==== TEXT PROVIDED ====

Skip to content

Architecture Deep Dive

Understanding HKFR's technical architecture and design decisions.

System Architecture Overview

HKFR follows a modern, cloud-native architecture designed for scalability, security, and maintainability.

graph TB
    subgraph "Client Layer"
        A[Web Browser]
        B[Mobile Browser]
    end

    subgraph "CDN & Load Balancing"
        C[GCP Load Balancer]
        D[HTTPS Termination]
    end

    subgraph "Application Layer"
        E[Next.js Frontend]
        F[Next.js API Routes]
        G[Authentication Middleware]
    end

    subgraph "Business Logic"
        H[Document Management]
        I[User Management]
        J[File Processing]
        K[Export Generation]
    end

    subgraph "Data Layer"
        L[(MongoDB)]
        M[(PostgreSQL)]
        N[Google Cloud Storage]
    end

    subgraph "External Services"
        O[Email Service]
        P[AI Services]
        Q[Pandoc Processing]
    end

    A --> C
    B --> C
    C --> D
    D --> E
    E --> F
    F --> G
    G --> H
    G --> I
    H --> J
    I --> K
    J --> L
    J --> M
    K --> N
    F --> O
    F --> P
    J --> Q

Application Architecture

Frontend Architecture (Next.js 15)

HKFR uses Next.js 15 with the App Router for a modern, performant frontend:

Frontend Structure:
├── App Router (src/app/)

==== GIVEN RECORDS ====

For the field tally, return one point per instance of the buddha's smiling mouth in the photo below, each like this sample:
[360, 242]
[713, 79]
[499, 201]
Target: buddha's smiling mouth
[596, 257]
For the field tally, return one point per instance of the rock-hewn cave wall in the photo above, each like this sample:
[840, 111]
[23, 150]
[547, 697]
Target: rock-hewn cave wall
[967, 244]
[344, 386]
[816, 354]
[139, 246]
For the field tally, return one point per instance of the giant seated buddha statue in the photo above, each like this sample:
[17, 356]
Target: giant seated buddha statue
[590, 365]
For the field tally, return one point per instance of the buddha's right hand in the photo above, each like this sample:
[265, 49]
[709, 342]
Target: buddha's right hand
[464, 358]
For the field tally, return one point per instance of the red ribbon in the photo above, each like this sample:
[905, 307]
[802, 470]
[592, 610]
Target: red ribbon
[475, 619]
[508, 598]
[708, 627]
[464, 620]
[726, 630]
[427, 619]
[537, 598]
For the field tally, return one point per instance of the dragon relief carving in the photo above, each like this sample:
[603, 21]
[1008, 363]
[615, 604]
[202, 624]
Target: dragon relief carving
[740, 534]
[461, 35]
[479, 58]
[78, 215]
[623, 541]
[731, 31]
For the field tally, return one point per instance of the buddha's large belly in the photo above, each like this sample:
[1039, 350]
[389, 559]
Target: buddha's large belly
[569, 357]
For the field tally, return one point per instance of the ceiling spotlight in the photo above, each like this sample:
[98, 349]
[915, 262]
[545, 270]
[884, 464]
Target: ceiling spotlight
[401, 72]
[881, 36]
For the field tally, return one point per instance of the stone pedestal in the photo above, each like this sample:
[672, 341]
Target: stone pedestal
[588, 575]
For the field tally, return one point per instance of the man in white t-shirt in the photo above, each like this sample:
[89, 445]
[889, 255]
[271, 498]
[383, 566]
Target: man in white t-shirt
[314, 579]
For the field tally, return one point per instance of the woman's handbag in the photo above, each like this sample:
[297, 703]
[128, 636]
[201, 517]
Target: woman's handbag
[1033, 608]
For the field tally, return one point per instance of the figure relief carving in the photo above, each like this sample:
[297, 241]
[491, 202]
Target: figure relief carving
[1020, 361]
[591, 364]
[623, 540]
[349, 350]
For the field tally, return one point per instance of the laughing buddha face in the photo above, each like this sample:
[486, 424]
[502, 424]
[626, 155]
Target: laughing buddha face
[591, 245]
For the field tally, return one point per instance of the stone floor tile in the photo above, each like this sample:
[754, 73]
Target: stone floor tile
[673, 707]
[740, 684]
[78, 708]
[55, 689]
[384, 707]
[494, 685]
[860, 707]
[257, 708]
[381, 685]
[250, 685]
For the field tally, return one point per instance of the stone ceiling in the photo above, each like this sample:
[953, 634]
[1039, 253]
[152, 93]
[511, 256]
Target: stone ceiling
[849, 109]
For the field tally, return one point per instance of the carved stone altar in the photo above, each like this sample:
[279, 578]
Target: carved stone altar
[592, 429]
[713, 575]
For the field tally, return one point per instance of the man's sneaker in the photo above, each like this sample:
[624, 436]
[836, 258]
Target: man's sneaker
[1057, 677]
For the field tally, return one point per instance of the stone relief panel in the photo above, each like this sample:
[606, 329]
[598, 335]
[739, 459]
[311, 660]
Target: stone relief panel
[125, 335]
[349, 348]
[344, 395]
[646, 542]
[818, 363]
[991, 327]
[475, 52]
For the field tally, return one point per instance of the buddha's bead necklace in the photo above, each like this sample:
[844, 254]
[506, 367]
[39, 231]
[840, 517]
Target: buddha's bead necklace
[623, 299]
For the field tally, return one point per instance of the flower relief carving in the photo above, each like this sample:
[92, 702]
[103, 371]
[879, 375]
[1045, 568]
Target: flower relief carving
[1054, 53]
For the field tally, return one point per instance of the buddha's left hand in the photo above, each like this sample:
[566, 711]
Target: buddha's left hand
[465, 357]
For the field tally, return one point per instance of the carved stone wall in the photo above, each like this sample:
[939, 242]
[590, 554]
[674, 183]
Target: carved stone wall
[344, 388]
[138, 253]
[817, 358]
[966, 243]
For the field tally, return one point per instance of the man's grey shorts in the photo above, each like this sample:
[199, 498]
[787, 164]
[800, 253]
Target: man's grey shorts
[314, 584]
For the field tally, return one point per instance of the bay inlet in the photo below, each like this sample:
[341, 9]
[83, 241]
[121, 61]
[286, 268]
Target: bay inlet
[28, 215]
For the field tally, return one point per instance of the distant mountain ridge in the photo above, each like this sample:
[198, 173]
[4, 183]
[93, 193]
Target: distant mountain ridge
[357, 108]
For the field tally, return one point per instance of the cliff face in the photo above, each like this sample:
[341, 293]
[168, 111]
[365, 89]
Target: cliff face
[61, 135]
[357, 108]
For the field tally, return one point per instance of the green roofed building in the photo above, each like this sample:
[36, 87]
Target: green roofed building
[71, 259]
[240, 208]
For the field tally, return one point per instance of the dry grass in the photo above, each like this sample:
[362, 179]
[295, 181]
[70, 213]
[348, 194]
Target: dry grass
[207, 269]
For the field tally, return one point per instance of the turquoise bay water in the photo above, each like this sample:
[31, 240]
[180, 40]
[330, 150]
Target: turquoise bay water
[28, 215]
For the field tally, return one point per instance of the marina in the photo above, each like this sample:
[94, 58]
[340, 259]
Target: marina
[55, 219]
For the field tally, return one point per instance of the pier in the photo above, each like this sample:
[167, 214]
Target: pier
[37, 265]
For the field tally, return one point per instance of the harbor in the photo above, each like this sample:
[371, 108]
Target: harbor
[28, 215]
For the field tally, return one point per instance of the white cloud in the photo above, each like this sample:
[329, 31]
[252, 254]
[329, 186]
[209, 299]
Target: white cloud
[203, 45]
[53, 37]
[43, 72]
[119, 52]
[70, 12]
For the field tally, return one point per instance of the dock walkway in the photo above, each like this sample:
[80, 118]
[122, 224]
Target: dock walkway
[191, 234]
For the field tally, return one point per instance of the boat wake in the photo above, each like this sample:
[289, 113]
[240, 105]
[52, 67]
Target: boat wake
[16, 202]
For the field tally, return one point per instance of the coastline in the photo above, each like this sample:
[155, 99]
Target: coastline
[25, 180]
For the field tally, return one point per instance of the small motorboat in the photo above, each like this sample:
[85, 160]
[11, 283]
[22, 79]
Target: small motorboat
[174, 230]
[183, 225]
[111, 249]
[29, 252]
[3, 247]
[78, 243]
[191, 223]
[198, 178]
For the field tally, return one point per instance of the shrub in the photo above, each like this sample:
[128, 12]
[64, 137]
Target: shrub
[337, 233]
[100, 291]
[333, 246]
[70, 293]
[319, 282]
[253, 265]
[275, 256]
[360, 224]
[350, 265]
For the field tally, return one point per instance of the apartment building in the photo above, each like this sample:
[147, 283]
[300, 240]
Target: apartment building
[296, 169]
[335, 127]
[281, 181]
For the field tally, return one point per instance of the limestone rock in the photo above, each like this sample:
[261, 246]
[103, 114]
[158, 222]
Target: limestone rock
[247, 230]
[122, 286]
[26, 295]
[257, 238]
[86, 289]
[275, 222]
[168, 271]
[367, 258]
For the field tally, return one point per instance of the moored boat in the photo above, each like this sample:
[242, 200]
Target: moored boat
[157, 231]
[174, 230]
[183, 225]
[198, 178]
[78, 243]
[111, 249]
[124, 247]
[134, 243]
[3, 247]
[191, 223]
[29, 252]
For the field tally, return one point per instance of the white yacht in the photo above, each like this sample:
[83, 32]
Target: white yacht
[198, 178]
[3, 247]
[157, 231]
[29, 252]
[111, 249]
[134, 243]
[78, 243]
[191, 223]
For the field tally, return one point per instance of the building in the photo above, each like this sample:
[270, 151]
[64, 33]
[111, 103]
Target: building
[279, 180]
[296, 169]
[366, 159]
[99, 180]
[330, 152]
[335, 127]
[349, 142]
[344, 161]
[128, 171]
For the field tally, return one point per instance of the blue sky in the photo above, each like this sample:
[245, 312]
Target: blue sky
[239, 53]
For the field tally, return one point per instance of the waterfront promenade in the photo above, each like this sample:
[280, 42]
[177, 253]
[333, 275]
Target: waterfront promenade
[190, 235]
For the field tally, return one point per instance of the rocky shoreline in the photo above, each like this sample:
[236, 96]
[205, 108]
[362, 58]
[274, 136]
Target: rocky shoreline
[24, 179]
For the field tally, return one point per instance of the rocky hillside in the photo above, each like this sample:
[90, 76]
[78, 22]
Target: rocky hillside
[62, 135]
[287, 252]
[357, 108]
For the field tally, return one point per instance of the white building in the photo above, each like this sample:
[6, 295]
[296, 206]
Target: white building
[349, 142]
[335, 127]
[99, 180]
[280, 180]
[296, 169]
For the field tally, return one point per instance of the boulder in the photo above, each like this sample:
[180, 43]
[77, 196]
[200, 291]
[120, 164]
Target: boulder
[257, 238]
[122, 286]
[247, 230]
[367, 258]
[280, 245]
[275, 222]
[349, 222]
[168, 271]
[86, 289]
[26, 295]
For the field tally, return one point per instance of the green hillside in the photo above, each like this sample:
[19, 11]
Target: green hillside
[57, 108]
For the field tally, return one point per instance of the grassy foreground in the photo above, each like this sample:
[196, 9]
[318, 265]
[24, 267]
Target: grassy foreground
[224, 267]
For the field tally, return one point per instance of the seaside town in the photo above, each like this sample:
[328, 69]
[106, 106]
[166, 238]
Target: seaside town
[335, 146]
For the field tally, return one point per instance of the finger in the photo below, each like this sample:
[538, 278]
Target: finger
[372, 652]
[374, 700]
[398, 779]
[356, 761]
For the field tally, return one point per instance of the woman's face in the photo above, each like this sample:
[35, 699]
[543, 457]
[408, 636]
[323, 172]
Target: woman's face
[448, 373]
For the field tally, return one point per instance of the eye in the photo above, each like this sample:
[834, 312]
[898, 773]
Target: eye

====

## PROMPT
Please repeat the portion of the HKFR architecture page above, starting at "Application Architecture" and ending at "App Router (src/app/)", word for word.

## RESPONSE TO THE EXERCISE
Application Architecture

Frontend Architecture (Next.js 15)

HKFR uses Next.js 15 with the App Router for a modern, performant frontend:

Frontend Structure:
├── App Router (src/app/)